I do not mean to nit pick on silly coding style stuff. I think it is 
easier to read lines like this:

if (status == CPL_ERR_CONN_EXIST&&
     csk->retry_timer.function != cxgb4i_sock_act_open_retry_timer) {


> +		csk->retry_timer.function = cxgb4i_sock_act_open_retry_timer;
> +		if (!mod_timer(&csk->retry_timer, jiffies + HZ / 2))
> +			cxgbi_sock_hold(csk);


There is no del_timer/del_timer_sync + cxgbi_sock_put for this timer. If 
something cleans this csk up, what makes sure the timer gets stopped ok.

> +
> +static int cxgb4i_alloc_cpl_skbs(struct cxgbi_sock *csk)
> +{
> +	csk->cpl_close = alloc_skb(sizeof(struct cpl_close_con_req),
> +					GFP_KERNEL);
> +	if (!csk->cpl_close)

MATERIAL PROVIDED:

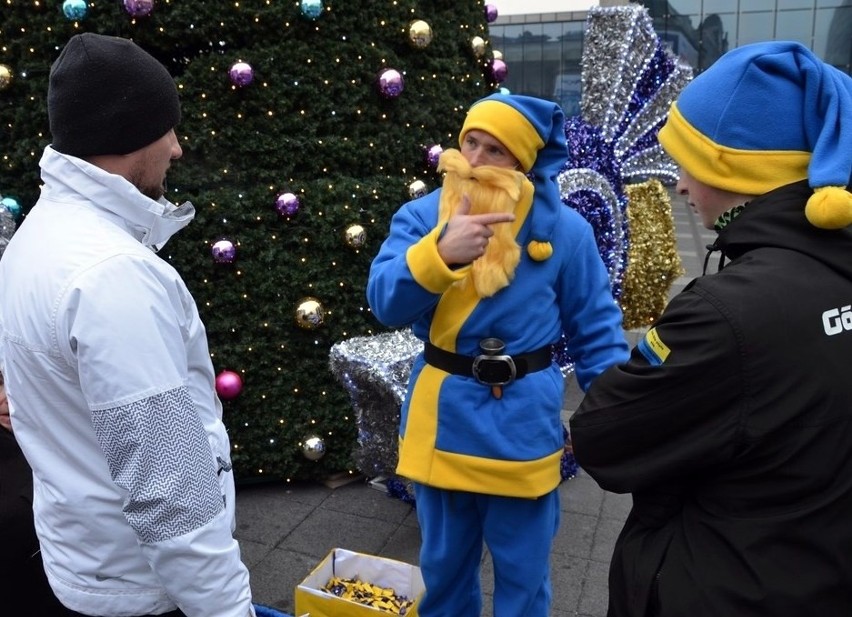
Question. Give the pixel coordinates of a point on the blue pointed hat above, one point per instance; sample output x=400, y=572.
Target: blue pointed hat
x=534, y=132
x=765, y=115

TASKS TO CARRY OUT:
1) In the code review excerpt, what does the reviewer say is missing for the retry timer?
2) Reproduce the part of the code review excerpt starting with "if (status == CPL_ERR_CONN_EXIST&&" and going on through "jiffies + HZ / 2))".

OUTPUTS FOR THE TASKS:
1) There is no del_timer/del_timer_sync + cxgbi_sock_put for the timer.

2)
if (status == CPL_ERR_CONN_EXIST&&
     csk->retry_timer.function != cxgb4i_sock_act_open_retry_timer) {


> +		csk->retry_timer.function = cxgb4i_sock_act_open_retry_timer;
> +		if (!mod_timer(&csk->retry_timer, jiffies + HZ / 2))